REQUEST A
Identify every line in the entries below that contains the word "yellow", and copy each of those lines.

SELECTED EXTRACT
↓

SEVERAL SHORT SENTENCES ABOUT WRITING

New York Times columnist and editorial board member delivers a slim book for aspiring writers, offering saws and sense, wisdom and waggery, biases and biting sarcasm.

Klinkenborg (Timothy; or, Notes of an Abject Reptile, 2006), who’s taught for decades, endeavors to keep things simple in his prose, and he urges other writers to do the same. (Note: He despises abuses of the word as, as he continually reminds readers.) In the early sections, the author ignores traditional paragraphing so that the text resembles a long free-verse poem. He urges readers to use short, clear sentences and to make sure each one is healthy before moving on; notes that it’s acceptable to start sentences with and and but; sees benefits in diagramming sentences; stresses that all writing is revision; periodically blasts the formulaic writing that many (most?) students learn in school; argues that knowing where you’re headed before you begin might be good for a vacation, but not for a piece of writing; and believes that writers must trust readers more, and trust themselves. Most of Klinkenborg’s advice is neither radical nor especially profound (“Turn to the poets. / Learn from them”), and the text suffers from a corrosive fallacy: that if his strategies work for him they will work for all. The final fifth of the text includes some passages from writers he admires (McPhee, Oates, Cheever) and some of his students’ awkward sentences, which he treats analytically but sometimes with a surprising sarcasm that veers near meanness. He includes examples of students’ dangling modifiers, malapropisms, errors of pronoun agreement, wordiness and other mistakes.

↑

DATASET CONTENT
↓

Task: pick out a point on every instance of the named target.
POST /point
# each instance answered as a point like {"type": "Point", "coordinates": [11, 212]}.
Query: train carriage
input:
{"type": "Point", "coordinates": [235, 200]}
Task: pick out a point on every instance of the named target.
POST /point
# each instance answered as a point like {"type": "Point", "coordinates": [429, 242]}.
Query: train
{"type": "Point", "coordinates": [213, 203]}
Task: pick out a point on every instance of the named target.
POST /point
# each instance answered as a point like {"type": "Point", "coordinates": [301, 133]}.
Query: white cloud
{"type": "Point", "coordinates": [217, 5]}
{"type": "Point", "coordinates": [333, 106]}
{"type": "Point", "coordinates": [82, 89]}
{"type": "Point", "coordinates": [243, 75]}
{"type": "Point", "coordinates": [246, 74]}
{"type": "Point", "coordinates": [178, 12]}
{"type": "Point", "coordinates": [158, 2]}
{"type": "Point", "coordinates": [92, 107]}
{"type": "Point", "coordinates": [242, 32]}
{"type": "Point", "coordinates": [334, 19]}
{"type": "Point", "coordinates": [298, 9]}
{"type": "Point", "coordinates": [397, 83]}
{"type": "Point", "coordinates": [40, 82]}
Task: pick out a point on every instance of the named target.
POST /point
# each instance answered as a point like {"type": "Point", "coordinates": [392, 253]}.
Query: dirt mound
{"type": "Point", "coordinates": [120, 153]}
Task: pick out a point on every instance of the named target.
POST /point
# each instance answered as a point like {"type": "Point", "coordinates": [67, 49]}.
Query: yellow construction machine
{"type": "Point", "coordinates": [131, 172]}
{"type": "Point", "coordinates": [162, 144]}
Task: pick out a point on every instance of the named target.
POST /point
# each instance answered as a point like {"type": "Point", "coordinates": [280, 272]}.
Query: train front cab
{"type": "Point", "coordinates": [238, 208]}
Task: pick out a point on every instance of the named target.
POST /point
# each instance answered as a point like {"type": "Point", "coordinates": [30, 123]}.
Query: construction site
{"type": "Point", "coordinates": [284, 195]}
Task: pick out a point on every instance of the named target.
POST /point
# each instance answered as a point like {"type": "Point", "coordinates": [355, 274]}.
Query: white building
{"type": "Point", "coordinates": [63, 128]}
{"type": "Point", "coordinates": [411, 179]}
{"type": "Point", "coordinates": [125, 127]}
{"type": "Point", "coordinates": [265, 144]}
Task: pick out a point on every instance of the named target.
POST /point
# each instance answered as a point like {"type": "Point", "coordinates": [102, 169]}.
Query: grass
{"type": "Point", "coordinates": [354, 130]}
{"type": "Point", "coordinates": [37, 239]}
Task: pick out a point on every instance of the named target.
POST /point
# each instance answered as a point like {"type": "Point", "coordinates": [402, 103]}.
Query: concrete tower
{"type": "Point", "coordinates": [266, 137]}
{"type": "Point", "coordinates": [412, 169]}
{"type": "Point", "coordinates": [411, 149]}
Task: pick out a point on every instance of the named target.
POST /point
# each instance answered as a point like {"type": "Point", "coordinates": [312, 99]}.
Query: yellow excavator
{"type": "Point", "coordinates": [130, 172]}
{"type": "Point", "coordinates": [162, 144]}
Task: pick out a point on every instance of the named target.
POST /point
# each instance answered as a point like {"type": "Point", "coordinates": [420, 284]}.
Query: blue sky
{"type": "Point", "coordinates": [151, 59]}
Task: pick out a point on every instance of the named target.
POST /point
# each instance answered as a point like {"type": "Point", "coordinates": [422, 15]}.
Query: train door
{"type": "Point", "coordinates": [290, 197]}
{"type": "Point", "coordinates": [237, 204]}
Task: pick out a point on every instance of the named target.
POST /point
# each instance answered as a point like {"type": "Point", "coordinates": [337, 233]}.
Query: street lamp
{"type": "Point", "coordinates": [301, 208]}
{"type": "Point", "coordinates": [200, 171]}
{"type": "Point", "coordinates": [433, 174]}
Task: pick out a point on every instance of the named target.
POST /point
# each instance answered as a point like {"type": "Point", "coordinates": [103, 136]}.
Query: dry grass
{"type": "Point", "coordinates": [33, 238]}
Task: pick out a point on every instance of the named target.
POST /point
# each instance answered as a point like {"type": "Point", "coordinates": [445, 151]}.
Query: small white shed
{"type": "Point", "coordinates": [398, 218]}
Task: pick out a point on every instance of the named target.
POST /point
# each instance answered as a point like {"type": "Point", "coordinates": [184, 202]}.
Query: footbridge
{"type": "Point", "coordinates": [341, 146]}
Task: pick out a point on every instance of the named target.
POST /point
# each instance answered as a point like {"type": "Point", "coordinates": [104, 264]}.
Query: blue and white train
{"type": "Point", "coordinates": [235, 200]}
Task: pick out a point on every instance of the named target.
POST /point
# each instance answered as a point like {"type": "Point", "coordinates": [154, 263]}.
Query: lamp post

↑

REQUEST B
Reproduce the book review above in full, word for word.

EXERCISE SOLUTION A
Query: yellow construction machine
Query: yellow excavator

EXERCISE SOLUTION B
SEVERAL SHORT SENTENCES ABOUT WRITING

New York Times columnist and editorial board member delivers a slim book for aspiring writers, offering saws and sense, wisdom and waggery, biases and biting sarcasm.

Klinkenborg (Timothy; or, Notes of an Abject Reptile, 2006), who’s taught for decades, endeavors to keep things simple in his prose, and he urges other writers to do the same. (Note: He despises abuses of the word as, as he continually reminds readers.) In the early sections, the author ignores traditional paragraphing so that the text resembles a long free-verse poem. He urges readers to use short, clear sentences and to make sure each one is healthy before moving on; notes that it’s acceptable to start sentences with and and but; sees benefits in diagramming sentences; stresses that all writing is revision; periodically blasts the formulaic writing that many (most?) students learn in school; argues that knowing where you’re headed before you begin might be good for a vacation, but not for a piece of writing; and believes that writers must trust readers more, and trust themselves. Most of Klinkenborg’s advice is neither radical nor especially profound (“Turn to the poets. / Learn from them”), and the text suffers from a corrosive fallacy: that if his strategies work for him they will work for all. The final fifth of the text includes some passages from writers he admires (McPhee, Oates, Cheever) and some of his students’ awkward sentences, which he treats analytically but sometimes with a surprising sarcasm that veers near meanness. He includes examples of students’ dangling modifiers, malapropisms, errors of pronoun agreement, wordiness and other mistakes.